#### Prompt:
An exact transcription is needed, starting with the line that contains "TARGET: sailboat mast" and ending with the last line of the records.

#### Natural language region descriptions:
####################

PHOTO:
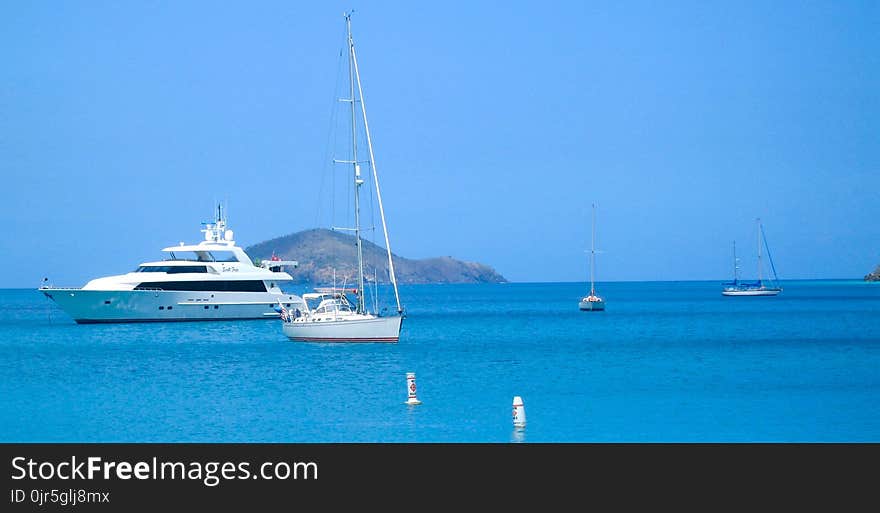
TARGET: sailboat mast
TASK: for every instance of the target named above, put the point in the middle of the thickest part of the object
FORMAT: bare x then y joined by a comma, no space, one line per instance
373,165
735,266
758,235
361,306
593,253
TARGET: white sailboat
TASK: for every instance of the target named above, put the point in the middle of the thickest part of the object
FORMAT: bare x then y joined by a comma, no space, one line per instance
755,288
329,315
592,302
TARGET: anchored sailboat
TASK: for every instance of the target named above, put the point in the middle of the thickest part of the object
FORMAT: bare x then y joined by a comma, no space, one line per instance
592,302
329,314
754,288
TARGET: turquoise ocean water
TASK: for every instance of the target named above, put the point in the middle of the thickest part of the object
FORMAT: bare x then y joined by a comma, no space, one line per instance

####################

#### Reply to the task:
TARGET: sailboat mast
TASK: for every instance of the target named above, put the point in the middle of the thickest part of the object
FORMAT: bare x then y joined by a comma, no space, one line per instance
373,165
735,266
758,235
361,306
593,253
TARGET: white sailboat
TASK: for every instance of the target named above, put the point in the middle of the thickest part of the object
FORMAT: bare x then y joined by a comma, no space, one line per instance
755,288
329,315
592,302
TARGET: anchored sailboat
TASK: for every instance of the target named above, put the point in the middle of the thickest part of the object
FORMAT: bare x then y joined by a comma, no space, one line per instance
592,302
329,314
754,288
TARGET: turquoise ocean water
TASK: for every instance of the target named above, put the point in the middle of the thickest part of the object
FORMAT: bare x then y joined by a comma, no space, one line per instance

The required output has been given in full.